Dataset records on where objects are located
====

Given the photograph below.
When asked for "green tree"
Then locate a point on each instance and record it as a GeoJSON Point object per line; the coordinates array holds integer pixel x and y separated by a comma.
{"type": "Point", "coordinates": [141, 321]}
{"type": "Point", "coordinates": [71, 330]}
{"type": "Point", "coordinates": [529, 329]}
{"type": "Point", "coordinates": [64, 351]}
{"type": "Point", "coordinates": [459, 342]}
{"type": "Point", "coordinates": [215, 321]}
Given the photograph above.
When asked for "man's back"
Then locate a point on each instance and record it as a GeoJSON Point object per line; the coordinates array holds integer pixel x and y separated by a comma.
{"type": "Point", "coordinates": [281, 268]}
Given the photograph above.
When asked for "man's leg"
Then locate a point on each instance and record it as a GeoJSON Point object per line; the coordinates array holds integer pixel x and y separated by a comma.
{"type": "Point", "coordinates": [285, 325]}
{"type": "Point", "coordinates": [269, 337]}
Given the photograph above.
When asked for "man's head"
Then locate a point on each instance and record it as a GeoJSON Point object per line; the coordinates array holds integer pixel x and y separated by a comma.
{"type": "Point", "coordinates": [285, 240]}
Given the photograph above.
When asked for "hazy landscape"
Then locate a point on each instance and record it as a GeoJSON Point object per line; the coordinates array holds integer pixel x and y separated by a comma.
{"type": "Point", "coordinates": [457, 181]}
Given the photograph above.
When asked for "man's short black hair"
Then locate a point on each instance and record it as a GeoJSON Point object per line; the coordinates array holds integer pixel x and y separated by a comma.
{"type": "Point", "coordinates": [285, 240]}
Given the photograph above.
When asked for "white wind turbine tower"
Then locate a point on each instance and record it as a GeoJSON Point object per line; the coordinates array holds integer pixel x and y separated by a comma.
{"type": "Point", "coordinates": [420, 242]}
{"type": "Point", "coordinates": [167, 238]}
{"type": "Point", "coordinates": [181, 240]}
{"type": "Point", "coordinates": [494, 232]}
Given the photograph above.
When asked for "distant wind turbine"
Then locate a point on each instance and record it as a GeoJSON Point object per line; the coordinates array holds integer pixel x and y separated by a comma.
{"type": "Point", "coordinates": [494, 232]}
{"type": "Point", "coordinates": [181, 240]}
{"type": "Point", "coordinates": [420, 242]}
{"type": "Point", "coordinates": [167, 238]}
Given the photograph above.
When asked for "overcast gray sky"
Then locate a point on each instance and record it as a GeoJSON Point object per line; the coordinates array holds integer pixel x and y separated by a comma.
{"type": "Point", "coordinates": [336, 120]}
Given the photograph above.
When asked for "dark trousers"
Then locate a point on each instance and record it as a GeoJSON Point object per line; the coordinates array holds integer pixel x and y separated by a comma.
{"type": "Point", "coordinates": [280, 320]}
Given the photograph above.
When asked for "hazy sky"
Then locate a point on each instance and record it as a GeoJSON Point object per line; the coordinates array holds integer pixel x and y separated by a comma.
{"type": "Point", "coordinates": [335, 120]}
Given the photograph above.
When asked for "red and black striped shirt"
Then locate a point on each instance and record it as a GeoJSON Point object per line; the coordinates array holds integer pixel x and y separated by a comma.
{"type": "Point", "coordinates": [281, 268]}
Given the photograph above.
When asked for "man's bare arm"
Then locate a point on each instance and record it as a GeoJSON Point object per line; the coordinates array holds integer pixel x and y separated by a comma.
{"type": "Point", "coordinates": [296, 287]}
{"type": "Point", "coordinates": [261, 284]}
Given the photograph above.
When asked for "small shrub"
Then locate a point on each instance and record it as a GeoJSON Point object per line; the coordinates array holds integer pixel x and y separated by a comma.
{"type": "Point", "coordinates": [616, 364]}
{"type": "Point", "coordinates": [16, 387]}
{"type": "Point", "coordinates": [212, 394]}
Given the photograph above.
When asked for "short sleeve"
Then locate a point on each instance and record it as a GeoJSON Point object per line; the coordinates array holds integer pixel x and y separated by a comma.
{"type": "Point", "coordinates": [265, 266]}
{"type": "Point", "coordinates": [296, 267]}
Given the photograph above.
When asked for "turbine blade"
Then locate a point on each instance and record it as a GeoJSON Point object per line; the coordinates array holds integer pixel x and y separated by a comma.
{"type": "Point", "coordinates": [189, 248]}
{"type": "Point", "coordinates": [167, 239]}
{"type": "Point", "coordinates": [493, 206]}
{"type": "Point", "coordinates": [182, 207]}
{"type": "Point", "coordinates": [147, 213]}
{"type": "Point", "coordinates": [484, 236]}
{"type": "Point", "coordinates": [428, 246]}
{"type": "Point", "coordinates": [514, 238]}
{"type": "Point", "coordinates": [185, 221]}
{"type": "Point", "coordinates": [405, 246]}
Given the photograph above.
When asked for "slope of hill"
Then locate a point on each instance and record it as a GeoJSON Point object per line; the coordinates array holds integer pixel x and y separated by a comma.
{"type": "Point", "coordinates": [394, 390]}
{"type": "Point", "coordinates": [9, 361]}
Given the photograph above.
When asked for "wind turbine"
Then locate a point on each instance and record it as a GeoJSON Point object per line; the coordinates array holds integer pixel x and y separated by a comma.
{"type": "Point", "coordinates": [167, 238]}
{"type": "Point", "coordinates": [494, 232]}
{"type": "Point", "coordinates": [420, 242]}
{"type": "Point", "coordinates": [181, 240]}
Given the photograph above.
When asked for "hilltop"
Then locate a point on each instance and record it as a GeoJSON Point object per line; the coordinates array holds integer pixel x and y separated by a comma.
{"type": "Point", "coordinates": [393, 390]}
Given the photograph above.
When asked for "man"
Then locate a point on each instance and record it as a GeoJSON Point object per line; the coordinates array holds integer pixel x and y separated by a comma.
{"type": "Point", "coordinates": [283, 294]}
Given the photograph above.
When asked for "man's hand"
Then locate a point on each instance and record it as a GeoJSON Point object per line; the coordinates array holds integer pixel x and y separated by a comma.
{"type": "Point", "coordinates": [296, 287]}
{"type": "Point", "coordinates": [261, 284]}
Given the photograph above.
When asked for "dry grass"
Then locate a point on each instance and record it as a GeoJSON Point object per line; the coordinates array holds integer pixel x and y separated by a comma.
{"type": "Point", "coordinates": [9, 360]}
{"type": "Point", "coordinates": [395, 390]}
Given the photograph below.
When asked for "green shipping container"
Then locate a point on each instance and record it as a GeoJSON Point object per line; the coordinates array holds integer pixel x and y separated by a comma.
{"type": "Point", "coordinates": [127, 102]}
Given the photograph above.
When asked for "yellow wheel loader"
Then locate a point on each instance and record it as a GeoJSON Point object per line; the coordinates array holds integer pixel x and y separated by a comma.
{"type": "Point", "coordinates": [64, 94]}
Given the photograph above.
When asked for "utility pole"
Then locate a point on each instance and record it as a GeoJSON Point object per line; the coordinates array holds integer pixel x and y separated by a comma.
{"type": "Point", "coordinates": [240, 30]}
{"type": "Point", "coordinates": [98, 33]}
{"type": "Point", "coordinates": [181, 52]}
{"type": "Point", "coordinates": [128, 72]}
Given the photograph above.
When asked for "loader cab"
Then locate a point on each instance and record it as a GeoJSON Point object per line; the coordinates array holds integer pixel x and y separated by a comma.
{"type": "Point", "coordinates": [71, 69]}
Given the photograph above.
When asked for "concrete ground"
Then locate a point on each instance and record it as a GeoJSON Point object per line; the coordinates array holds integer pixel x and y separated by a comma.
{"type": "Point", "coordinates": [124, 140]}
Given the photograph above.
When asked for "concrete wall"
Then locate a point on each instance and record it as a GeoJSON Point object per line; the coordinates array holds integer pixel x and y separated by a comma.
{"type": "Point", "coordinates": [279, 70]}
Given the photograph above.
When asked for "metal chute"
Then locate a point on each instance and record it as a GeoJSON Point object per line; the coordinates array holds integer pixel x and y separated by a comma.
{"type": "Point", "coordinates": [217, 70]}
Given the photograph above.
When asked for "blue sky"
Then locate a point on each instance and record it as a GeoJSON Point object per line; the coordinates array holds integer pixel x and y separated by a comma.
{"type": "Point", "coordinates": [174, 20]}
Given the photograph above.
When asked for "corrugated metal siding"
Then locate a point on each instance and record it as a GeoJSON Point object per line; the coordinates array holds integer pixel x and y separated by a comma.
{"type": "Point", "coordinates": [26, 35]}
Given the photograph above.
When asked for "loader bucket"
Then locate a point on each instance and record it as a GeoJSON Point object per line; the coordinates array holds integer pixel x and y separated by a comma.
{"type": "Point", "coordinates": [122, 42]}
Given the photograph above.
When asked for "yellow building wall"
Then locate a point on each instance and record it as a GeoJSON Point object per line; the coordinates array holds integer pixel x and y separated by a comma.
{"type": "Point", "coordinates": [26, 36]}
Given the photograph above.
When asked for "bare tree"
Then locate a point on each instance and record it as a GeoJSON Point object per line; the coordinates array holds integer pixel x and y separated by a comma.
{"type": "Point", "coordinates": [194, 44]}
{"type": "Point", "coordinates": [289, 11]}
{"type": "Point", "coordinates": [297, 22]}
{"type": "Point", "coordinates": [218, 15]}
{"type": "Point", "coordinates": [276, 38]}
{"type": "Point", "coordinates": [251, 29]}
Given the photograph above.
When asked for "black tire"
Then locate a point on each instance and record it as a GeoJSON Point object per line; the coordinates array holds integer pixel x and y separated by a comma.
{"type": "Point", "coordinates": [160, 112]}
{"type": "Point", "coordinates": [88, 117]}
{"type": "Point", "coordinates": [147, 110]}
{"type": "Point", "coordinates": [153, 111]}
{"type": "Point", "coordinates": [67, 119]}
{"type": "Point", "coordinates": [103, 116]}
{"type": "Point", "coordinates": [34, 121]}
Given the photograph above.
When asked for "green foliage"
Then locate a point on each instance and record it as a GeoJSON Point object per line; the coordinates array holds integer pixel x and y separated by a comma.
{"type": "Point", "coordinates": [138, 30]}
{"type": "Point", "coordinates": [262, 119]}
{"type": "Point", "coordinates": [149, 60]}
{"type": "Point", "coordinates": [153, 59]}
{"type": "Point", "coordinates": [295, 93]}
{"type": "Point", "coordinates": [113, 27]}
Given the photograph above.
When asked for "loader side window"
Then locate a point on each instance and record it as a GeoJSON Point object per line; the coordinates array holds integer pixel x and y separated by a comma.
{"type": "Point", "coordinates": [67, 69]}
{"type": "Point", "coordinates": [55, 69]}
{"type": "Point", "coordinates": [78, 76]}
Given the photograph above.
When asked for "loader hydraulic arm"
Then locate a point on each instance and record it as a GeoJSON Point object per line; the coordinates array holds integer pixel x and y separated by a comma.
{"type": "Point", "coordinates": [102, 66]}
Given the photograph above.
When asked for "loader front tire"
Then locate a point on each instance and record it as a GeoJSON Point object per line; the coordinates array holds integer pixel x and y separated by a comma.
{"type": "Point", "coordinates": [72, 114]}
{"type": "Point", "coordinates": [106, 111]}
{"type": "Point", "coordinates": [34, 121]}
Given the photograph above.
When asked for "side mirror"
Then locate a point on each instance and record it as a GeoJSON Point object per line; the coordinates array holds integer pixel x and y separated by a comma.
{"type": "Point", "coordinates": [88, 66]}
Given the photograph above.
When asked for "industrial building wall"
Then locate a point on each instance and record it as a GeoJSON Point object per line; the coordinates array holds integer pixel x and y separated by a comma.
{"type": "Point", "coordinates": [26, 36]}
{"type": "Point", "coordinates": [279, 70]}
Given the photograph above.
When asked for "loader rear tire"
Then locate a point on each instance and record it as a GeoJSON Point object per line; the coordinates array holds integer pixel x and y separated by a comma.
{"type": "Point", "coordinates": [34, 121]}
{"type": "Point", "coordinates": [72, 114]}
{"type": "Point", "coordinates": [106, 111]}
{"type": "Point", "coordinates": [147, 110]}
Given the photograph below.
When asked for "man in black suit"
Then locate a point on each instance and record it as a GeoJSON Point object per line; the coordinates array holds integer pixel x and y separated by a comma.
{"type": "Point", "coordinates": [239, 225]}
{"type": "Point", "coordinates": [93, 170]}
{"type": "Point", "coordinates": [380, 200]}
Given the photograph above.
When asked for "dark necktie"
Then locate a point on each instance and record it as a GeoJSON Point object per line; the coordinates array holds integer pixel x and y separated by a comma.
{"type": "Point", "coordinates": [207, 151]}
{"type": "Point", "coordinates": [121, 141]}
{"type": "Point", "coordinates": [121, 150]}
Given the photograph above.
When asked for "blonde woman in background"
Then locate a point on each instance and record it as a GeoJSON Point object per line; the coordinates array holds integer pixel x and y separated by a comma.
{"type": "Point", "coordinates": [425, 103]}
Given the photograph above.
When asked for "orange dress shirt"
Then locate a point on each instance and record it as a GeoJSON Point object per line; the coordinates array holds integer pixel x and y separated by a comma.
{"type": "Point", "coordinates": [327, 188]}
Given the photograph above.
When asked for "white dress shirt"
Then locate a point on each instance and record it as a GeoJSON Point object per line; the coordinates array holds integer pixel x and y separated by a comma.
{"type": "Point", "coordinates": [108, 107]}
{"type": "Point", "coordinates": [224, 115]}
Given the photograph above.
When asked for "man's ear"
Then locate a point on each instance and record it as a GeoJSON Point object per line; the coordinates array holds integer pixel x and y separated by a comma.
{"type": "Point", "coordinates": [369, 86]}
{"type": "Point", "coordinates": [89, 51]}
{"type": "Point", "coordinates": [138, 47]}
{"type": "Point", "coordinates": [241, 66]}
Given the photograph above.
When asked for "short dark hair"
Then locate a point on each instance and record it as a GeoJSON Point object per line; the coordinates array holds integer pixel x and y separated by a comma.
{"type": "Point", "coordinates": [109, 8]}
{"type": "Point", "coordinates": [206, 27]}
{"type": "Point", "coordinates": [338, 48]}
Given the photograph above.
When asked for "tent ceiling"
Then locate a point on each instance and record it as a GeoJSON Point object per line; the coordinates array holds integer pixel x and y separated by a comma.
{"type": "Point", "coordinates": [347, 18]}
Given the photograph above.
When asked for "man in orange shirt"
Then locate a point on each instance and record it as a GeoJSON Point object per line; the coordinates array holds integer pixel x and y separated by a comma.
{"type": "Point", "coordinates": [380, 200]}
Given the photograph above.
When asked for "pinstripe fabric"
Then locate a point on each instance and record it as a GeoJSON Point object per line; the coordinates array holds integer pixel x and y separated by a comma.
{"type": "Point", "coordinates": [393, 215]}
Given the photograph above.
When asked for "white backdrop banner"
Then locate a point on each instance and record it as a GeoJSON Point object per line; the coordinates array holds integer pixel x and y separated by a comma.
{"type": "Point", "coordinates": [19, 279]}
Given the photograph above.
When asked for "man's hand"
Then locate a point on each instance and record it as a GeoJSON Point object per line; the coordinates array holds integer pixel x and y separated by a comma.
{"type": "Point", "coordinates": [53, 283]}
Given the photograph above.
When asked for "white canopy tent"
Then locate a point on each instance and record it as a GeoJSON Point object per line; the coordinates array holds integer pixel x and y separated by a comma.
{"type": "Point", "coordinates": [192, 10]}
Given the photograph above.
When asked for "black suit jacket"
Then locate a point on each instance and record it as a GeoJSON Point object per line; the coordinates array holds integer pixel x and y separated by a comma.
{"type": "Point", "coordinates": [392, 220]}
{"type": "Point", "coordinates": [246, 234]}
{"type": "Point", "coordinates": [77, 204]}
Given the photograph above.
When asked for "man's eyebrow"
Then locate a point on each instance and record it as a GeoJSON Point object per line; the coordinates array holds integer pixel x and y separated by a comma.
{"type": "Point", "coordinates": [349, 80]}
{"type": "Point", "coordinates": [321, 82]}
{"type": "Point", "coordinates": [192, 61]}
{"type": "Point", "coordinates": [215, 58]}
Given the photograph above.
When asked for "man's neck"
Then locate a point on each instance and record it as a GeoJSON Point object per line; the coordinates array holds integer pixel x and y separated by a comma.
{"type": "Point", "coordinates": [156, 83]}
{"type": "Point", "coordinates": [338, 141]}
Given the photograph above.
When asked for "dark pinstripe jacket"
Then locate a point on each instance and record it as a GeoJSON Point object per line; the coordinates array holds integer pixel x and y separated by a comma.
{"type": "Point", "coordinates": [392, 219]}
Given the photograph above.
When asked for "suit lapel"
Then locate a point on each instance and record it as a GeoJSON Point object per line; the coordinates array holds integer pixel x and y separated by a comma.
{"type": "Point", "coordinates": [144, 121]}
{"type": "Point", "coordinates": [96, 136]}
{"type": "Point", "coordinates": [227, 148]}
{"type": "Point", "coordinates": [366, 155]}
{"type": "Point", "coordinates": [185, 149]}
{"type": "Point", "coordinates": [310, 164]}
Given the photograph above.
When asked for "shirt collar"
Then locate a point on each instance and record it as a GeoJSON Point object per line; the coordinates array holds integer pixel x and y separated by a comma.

====

Report every line in the records above that contains the string "concrete", copying each such line in full.

THE RESULT
When asked for "concrete ground"
When asked for "concrete wall"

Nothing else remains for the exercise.